> [Data shown]:

####

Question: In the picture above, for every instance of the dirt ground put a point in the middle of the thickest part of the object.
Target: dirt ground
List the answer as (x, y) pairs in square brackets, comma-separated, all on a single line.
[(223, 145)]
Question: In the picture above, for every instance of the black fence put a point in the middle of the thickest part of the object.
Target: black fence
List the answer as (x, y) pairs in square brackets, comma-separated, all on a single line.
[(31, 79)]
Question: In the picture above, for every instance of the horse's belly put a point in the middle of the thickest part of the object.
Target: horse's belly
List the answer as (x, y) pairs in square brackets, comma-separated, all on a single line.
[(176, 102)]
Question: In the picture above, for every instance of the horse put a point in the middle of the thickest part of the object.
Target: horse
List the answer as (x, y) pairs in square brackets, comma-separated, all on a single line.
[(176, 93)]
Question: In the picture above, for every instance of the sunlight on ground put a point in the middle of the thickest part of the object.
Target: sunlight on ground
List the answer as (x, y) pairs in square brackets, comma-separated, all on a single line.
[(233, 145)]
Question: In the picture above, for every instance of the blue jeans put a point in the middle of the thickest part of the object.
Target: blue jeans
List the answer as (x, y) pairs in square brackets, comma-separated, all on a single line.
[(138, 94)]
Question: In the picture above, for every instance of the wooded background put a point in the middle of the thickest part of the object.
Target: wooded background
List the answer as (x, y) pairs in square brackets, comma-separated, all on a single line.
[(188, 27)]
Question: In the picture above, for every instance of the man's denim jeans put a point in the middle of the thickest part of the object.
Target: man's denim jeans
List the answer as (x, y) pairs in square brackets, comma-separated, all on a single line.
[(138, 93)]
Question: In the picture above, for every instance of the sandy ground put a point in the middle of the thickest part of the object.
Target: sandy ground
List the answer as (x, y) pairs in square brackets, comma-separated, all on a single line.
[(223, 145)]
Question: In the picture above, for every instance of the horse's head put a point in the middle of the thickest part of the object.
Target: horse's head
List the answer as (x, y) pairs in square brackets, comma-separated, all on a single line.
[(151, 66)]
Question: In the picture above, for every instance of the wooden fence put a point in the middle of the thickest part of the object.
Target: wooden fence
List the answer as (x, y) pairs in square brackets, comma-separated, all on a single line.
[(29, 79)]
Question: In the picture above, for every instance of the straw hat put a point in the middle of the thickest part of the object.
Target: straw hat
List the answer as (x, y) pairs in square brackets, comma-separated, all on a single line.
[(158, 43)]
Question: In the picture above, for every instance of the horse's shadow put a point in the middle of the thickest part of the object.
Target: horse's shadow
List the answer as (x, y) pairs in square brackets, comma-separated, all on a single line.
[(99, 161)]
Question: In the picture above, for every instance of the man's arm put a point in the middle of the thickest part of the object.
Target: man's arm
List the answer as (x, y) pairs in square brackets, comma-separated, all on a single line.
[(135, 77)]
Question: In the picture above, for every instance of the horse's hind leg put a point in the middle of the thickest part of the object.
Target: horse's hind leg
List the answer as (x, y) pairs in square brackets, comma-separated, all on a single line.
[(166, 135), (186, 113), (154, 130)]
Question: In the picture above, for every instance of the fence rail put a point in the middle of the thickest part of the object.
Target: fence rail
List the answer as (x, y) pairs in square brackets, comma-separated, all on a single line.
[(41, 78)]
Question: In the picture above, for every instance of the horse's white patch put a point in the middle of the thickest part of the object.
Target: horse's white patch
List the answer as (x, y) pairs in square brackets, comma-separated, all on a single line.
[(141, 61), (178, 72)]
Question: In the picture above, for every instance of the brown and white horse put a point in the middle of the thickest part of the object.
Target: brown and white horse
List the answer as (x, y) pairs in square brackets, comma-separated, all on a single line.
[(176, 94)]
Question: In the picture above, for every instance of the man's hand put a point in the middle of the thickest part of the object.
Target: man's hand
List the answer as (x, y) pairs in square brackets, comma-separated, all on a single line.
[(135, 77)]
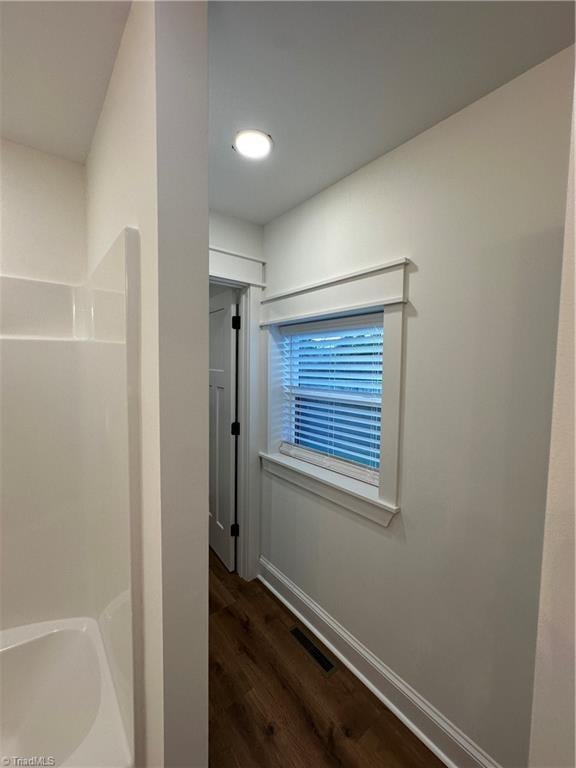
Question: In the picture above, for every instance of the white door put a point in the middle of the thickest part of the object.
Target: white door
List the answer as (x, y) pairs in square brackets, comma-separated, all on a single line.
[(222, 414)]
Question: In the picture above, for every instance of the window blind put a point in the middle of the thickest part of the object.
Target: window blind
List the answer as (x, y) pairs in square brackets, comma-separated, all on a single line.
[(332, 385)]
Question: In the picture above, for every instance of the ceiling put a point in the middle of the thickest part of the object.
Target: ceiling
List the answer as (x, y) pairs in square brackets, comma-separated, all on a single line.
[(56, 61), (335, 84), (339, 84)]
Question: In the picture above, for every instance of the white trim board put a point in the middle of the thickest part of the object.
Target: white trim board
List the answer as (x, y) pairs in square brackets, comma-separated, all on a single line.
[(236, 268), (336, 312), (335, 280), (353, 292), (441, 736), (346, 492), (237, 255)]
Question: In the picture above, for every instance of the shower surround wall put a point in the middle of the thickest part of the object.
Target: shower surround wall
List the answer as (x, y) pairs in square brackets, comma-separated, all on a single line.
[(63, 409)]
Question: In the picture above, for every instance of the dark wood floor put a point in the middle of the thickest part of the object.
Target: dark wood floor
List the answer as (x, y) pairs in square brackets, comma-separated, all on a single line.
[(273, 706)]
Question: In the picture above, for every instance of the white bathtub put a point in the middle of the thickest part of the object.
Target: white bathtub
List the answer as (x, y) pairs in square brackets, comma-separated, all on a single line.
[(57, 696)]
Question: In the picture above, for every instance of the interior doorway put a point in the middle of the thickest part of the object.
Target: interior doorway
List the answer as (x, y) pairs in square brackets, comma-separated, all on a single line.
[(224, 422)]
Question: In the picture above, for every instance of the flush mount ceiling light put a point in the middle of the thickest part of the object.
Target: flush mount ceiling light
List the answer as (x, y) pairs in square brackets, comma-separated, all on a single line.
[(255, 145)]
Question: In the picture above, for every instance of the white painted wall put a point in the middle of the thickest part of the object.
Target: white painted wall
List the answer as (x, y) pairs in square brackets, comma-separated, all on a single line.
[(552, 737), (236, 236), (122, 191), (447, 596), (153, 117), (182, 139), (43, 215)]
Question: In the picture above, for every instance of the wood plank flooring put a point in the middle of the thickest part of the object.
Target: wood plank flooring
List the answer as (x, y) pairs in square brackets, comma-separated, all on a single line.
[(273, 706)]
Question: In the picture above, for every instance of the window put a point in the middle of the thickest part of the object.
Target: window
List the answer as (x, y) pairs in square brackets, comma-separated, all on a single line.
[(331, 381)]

####

Format every record above as a two-column CSV with the header row text,answer, one row per record, putting each record's text and its answer in separate quoted fields with line breaks replaced by spaces. Leave the pictures out.

text,answer
"Question: In the picture above, for every instance of the dirt ground put a point in the middle of the thickest part of the object. Target: dirt ground List the answer as (x, y) pairs in square brackets, comma-separated, all on a single line.","[(223, 145)]"
"Question: In the picture above, for every instance of the black fence put a point in the middle of the thickest part of the object. Target: black fence List the answer as (x, y) pairs in square brackets, comma-separated, all on a single line.","[(31, 79)]"
"Question: In the picture above, for every instance of the horse's belly put a point in the middle of the thickest part of the object. Target: horse's belly List the answer as (x, y) pairs in square brackets, comma-separated, all on a single line.","[(176, 102)]"
"Question: In the picture above, for every instance of the horse put a point in the middle of the thickest part of the object. Target: horse List the answer as (x, y) pairs in square brackets, comma-separated, all on a single line.","[(176, 93)]"
"Question: In the picture above, for every instance of the sunlight on ground put a point in the middle of the thickest part of the object. Target: sunlight on ground List the answer as (x, y) pairs in square brackets, comma-separated, all on a single line.","[(233, 145)]"
"Question: In the picture above, for every instance of the blue jeans put a point in the middle of the thickest part of the object. Target: blue jeans List the answer as (x, y) pairs in square brackets, comma-separated, all on a single line.","[(138, 94)]"
"Question: In the picture above, for every instance of the wooded background put a point in the middle of the thickest part of the object. Target: wooded background List the answer as (x, y) pairs in square brackets, comma-separated, all on a single line.","[(188, 27)]"
"Question: In the picture above, for every instance of the man's denim jeans put a point in the middle of the thickest part of the object. Target: man's denim jeans List the answer as (x, y) pairs in square brackets, comma-separated, all on a single line.","[(138, 93)]"
"Question: In the picture above, for every instance of the sandy ground put a point in the middle of the thickest part of the object. Target: sandy ground List the answer as (x, y) pairs in square brackets, comma-separated, all on a single line.","[(223, 145)]"
"Question: In the picture above, for every instance of the horse's head put a point in the middle of the thickest part of the object. Target: horse's head List the answer as (x, y) pairs in square brackets, comma-separated, all on a single line.","[(151, 66)]"
"Question: In the picture above, for every instance of the wooden fence put a point in the middle of the thickest part of the object. Target: wooden fence List the answer as (x, y) pairs in square brackets, comma-separated, all on a single line.","[(29, 79)]"
"Question: In the picture above, for every instance of the straw hat put a point in the middle of the thickest part of the object. Target: straw hat List the answer as (x, y) pairs in square brackets, comma-separated, all on a single line.","[(158, 43)]"
"Question: In the picture above, for every instance of the horse's shadow put a point in the middle of the thickest part of the object. Target: horse's shadow List the answer as (x, y) pairs in square brackets, comma-separated, all on a single line.","[(99, 161)]"
"Question: In the picture above, for every instance of the man's arm put a point in the middle of the thickest part of the object. Target: man's arm List the answer as (x, y) pairs in square brackets, comma-separated, all on a single line.","[(135, 77)]"
"Question: In the picture above, for every instance of the horse's hind leg put a point in the middle of the thickest part of the object. Target: horse's hind leg List the answer as (x, y) pairs in square brackets, comma-separated, all on a single line.","[(166, 135), (186, 113), (154, 130)]"
"Question: In the picture above, for every instance of the fence rail put a point in the middle of the thickest part of the object. Target: fence rail List the answer as (x, y) pairs in square brackets, comma-separated, all on a single line.","[(41, 78)]"
"Question: In the picture above, for every instance of the horse's white patch put a point in the middle of the thickest part of the object. Target: horse's white patch List the answer as (x, y) pairs in square brackets, comma-separated, all on a single line.","[(141, 61), (178, 72)]"
"Question: In the picture above, for every instance of the brown and white horse put a point in the middle of the thickest part of the object. Target: brown and white horse List the answer as (x, y) pairs in square brackets, comma-separated, all on a single line.","[(176, 94)]"
"Question: In the picture above, for every instance of the man's hand put a point in the middle of the thickest part of the object. Target: man's hand List the answer as (x, y) pairs in square brackets, comma-separated, all on a single line.","[(135, 77)]"
"Question: In the picture above, for every instance of the white door put a point in the middle of the thickest part of the object. Target: white door List the answer as (x, y) pairs in square brackets, comma-separated, all on a single line.","[(222, 414)]"
"Question: In the picture above, for every instance of the window blind put a point in the middle of the thickest part of the object. Target: window blind List the answer as (x, y) pairs in square brackets, comma-separated, all on a single line.","[(332, 385)]"
"Question: In the picture above, for every instance of the ceiling put a point in the middle of the thickest part of the object. Target: ceiling List the answer as (x, y) pairs in square brackets, comma-separated, all on a single line.","[(56, 61), (335, 84), (339, 84)]"
"Question: In the picture above, for every instance of the white trim board put a point in the middle of the thickest part of the object. Target: white trim board List the answer as (x, y) pairs in square brackets, comma-separated, all on a single line.","[(236, 268), (336, 312), (335, 280), (353, 292), (441, 736), (346, 492), (237, 255)]"
"Question: In the picture above, for every instance of the shower surround wall put a point in the middle of the thickest part of the object. Target: shower surround wall List the answer as (x, y) pairs in square brackets, comma-separated, all on a single line.","[(63, 409)]"
"Question: In the picture above, for every instance of the dark wood floor put a point in the middle of the thickest part of the object. Target: dark wood floor List the answer as (x, y) pairs in square brackets, comma-separated, all on a single line.","[(273, 706)]"
"Question: In the picture above, for every instance of the white bathtub put a point in the middle of the thickest part of the object. Target: white bathtub List the answer as (x, y) pairs in square brackets, comma-separated, all on a single line.","[(57, 696)]"
"Question: In the picture above, for every instance of the interior doorway put a point in the middle of the thickest part of the object. Target: interior doorway List the answer as (x, y) pairs in square brackets, comma-separated, all on a single line.","[(224, 422)]"
"Question: In the picture above, for every instance of the flush mount ceiling light put a point in the middle of the thickest part of the object. Target: flush mount ceiling light List the answer as (x, y) pairs in square brackets, comma-separated, all on a single line.","[(255, 145)]"
"Question: In the picture above, for every instance of the white painted wall put a point in the middle of the thickest part of the object. Target: white painted wall List the answer as (x, y) pairs in square brackets, comma-separated, all on a single line.","[(552, 737), (236, 236), (122, 191), (447, 596), (153, 117), (182, 139), (43, 215)]"
"Question: In the picture above, for every instance of the wood plank flooring put a point in the middle of the thickest part of the object. Target: wood plank flooring List the answer as (x, y) pairs in square brackets, comma-separated, all on a single line.","[(273, 706)]"
"Question: In the picture above, for every instance of the window put a point in the middle of the thickest part of the object. Target: window List the answer as (x, y) pairs in square brackets, comma-separated, all on a single line.","[(331, 381)]"